Pointing records:
— START —

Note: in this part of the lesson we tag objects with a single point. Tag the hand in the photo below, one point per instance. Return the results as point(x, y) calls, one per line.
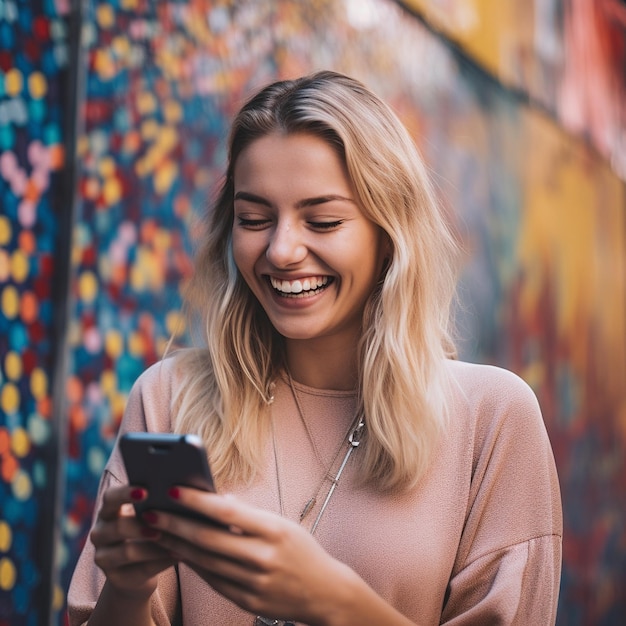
point(265, 564)
point(125, 548)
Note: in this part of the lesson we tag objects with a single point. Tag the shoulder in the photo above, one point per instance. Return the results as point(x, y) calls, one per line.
point(489, 387)
point(149, 403)
point(492, 406)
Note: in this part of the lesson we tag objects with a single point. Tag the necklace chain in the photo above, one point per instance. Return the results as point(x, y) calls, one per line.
point(352, 439)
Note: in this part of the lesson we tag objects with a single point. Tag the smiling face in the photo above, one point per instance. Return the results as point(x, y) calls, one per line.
point(300, 240)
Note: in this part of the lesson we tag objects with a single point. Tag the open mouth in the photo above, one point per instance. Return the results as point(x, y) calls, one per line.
point(301, 288)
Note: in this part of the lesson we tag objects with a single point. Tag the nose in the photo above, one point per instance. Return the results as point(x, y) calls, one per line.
point(286, 245)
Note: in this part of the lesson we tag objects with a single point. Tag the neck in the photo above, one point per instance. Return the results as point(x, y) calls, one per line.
point(323, 366)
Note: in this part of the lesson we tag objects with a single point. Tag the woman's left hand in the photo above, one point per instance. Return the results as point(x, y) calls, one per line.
point(266, 564)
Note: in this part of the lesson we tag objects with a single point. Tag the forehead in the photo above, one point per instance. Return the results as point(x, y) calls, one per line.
point(281, 155)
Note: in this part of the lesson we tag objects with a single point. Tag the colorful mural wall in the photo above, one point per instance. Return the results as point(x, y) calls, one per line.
point(35, 92)
point(534, 185)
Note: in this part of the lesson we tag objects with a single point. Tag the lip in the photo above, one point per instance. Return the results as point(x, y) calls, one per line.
point(307, 287)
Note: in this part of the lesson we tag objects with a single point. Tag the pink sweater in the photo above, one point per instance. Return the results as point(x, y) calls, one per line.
point(477, 542)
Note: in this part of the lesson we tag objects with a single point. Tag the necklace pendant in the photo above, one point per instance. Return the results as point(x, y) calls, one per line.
point(307, 507)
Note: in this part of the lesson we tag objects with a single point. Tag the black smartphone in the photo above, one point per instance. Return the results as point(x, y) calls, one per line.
point(159, 461)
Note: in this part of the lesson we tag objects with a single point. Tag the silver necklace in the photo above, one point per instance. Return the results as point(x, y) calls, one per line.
point(352, 440)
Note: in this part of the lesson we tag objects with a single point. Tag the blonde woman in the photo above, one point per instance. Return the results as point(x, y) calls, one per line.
point(365, 476)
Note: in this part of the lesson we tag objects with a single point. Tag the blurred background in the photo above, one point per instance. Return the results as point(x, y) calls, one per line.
point(113, 117)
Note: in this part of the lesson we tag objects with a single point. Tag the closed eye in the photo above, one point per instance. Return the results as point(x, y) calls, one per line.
point(326, 225)
point(252, 224)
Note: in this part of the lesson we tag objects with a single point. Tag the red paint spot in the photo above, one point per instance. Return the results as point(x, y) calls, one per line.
point(41, 28)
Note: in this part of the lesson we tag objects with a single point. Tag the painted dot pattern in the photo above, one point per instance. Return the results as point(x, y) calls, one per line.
point(161, 80)
point(33, 74)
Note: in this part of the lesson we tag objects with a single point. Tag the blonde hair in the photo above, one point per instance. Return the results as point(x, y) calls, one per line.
point(406, 338)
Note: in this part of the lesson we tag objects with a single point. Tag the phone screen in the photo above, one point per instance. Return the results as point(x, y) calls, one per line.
point(159, 461)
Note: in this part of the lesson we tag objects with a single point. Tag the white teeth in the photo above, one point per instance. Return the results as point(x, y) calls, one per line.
point(298, 286)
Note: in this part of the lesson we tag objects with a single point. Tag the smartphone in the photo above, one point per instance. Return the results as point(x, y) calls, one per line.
point(159, 461)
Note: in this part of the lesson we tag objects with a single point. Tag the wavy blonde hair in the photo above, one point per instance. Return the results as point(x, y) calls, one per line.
point(226, 386)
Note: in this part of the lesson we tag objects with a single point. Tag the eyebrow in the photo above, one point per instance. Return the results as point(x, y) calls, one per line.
point(306, 202)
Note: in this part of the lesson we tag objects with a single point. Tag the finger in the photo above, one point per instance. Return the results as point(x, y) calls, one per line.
point(120, 529)
point(228, 511)
point(132, 553)
point(116, 497)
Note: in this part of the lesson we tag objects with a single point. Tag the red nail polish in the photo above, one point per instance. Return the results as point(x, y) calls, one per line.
point(150, 533)
point(138, 494)
point(150, 517)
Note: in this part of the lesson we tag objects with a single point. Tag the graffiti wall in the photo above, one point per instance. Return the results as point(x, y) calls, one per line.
point(34, 226)
point(537, 201)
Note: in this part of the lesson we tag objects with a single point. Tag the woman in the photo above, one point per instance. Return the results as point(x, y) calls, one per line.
point(364, 476)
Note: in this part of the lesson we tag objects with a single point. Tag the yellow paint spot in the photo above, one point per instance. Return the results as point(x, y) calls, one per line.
point(13, 82)
point(6, 231)
point(113, 343)
point(149, 129)
point(6, 536)
point(19, 266)
point(9, 398)
point(88, 287)
point(117, 403)
point(20, 443)
point(165, 176)
point(136, 344)
point(146, 103)
point(22, 485)
point(112, 191)
point(121, 47)
point(108, 382)
point(138, 278)
point(105, 16)
point(37, 85)
point(7, 574)
point(39, 383)
point(13, 365)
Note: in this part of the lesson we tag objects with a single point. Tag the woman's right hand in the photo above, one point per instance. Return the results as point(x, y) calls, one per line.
point(124, 546)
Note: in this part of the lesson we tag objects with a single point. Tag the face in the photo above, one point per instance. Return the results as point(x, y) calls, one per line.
point(300, 240)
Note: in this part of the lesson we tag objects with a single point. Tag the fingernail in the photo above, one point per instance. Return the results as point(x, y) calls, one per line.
point(150, 517)
point(150, 533)
point(138, 494)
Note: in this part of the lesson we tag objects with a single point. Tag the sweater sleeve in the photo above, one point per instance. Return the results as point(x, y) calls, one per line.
point(147, 409)
point(508, 564)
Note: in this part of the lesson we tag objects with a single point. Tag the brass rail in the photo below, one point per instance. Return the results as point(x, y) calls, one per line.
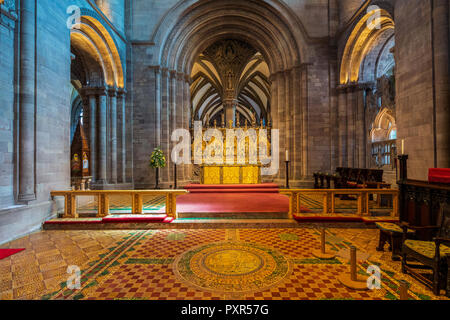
point(329, 200)
point(70, 206)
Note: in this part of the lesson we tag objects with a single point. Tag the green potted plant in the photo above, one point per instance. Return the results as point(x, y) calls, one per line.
point(157, 160)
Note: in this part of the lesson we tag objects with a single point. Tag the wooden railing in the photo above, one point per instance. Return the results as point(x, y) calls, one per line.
point(70, 207)
point(329, 199)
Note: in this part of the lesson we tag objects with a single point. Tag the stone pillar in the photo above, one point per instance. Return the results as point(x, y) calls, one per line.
point(441, 82)
point(93, 134)
point(165, 123)
point(112, 94)
point(27, 102)
point(187, 119)
point(180, 117)
point(273, 109)
point(282, 124)
point(361, 134)
point(351, 123)
point(288, 112)
point(230, 111)
point(305, 119)
point(334, 125)
point(102, 138)
point(297, 125)
point(342, 121)
point(158, 106)
point(121, 136)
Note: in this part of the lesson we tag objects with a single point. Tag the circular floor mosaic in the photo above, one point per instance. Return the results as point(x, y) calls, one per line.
point(231, 267)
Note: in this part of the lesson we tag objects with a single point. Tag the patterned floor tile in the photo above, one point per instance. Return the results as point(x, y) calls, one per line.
point(140, 264)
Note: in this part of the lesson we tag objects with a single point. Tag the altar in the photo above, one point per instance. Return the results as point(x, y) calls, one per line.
point(230, 174)
point(245, 165)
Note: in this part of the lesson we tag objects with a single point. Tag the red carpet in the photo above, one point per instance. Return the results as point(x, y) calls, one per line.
point(135, 218)
point(4, 253)
point(255, 198)
point(118, 218)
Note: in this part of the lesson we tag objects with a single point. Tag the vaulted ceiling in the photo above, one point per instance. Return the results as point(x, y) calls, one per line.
point(230, 67)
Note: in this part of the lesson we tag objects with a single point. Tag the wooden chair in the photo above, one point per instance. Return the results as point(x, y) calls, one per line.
point(434, 255)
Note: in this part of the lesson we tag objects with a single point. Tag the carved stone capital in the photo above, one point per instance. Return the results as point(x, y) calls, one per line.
point(112, 92)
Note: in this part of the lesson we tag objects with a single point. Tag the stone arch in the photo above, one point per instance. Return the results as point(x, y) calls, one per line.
point(362, 40)
point(383, 125)
point(95, 43)
point(271, 28)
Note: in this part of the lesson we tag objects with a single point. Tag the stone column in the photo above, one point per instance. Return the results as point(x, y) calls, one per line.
point(93, 134)
point(165, 123)
point(158, 106)
point(27, 102)
point(121, 136)
point(230, 111)
point(187, 119)
point(102, 138)
point(351, 123)
point(305, 119)
point(180, 117)
point(361, 134)
point(112, 94)
point(342, 121)
point(273, 110)
point(297, 125)
point(282, 124)
point(441, 82)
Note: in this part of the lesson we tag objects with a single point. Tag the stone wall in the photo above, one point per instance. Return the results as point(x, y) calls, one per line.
point(422, 83)
point(35, 156)
point(8, 18)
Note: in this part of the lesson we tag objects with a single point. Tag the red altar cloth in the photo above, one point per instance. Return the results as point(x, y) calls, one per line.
point(439, 175)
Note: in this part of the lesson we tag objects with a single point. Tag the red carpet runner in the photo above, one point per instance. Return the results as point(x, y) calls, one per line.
point(260, 198)
point(4, 253)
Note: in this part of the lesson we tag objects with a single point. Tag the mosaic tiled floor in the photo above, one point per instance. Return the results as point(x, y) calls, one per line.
point(272, 264)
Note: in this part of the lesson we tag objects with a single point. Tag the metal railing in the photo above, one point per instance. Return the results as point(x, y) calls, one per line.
point(329, 201)
point(70, 203)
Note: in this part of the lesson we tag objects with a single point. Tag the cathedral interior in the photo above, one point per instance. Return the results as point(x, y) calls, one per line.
point(117, 119)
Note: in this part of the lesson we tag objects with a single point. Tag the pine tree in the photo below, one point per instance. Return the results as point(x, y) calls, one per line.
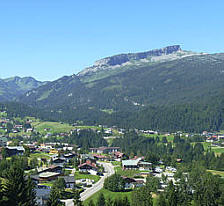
point(15, 188)
point(101, 200)
point(142, 197)
point(54, 198)
point(161, 201)
point(31, 194)
point(91, 203)
point(125, 201)
point(109, 202)
point(76, 197)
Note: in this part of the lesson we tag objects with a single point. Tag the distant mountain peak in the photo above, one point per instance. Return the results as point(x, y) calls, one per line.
point(157, 55)
point(123, 58)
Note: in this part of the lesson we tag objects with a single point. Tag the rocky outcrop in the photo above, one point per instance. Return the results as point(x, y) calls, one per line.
point(120, 59)
point(123, 58)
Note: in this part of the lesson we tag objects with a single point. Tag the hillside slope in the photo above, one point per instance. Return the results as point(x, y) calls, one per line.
point(11, 88)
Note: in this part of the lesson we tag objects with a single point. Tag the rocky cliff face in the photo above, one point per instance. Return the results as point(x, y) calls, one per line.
point(121, 59)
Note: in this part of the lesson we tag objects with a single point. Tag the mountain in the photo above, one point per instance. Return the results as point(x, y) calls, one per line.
point(163, 76)
point(11, 88)
point(129, 86)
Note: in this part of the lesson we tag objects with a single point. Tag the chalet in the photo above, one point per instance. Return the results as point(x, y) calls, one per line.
point(85, 157)
point(69, 156)
point(53, 151)
point(52, 168)
point(89, 167)
point(105, 150)
point(59, 161)
point(119, 156)
point(48, 176)
point(69, 181)
point(101, 157)
point(18, 150)
point(131, 183)
point(42, 195)
point(136, 164)
point(3, 141)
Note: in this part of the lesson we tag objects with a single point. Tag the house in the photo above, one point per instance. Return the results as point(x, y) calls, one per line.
point(18, 150)
point(52, 168)
point(69, 181)
point(105, 150)
point(85, 157)
point(89, 167)
point(59, 161)
point(136, 164)
point(130, 164)
point(53, 151)
point(69, 156)
point(131, 183)
point(100, 157)
point(42, 196)
point(48, 176)
point(119, 156)
point(3, 141)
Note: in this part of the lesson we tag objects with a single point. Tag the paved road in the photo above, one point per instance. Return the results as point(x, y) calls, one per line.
point(109, 169)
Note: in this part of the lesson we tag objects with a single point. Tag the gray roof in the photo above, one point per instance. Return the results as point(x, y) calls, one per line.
point(130, 162)
point(43, 193)
point(68, 179)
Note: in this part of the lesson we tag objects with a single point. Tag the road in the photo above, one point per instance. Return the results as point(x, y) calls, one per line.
point(109, 169)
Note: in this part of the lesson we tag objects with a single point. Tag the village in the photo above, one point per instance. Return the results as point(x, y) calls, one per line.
point(83, 169)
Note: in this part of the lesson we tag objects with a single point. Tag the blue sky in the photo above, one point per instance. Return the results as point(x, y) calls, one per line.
point(48, 39)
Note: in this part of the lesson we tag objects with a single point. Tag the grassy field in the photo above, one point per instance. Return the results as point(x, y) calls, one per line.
point(217, 150)
point(107, 194)
point(79, 176)
point(215, 172)
point(169, 138)
point(39, 155)
point(126, 173)
point(54, 127)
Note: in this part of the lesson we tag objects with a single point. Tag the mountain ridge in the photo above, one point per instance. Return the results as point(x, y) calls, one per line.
point(13, 87)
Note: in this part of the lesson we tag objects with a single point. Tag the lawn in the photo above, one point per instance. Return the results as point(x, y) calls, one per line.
point(218, 150)
point(79, 176)
point(216, 172)
point(169, 138)
point(126, 173)
point(54, 127)
point(107, 194)
point(39, 155)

— END —

What needs to be done: Convert the entries between the lines holding "the stone wall" and "point(272, 264)", inclusive, into a two-column CSV with the columns "text" and "answer" and one row per entry. Put each field in quotation marks and turn its line breaks into spaces.

Answer:
text,answer
"Note: in this part of the lesson we tag objects with a single point. Tag the stone wall in the photo above, one point per instance. Return the results as point(x, y) calls, one per line.","point(422, 83) point(35, 156) point(8, 18)"
"Note: in this part of the lesson we tag objects with a single point. Tag the red altar cloth in the photo above, one point per instance. Return the results as point(x, y) calls, one per line.","point(439, 175)"
"Note: in this part of the lesson we tag objects with a single point. Tag the red carpet runner in the photo above, one point per instance. Return the results as point(x, y) calls, one per line.","point(260, 198) point(4, 253)"
"Note: in this part of the lesson we tag objects with a single point. Tag the mosaic tiled floor in the photo above, one point per instance. Return the results as point(x, y) calls, one per line.","point(272, 264)"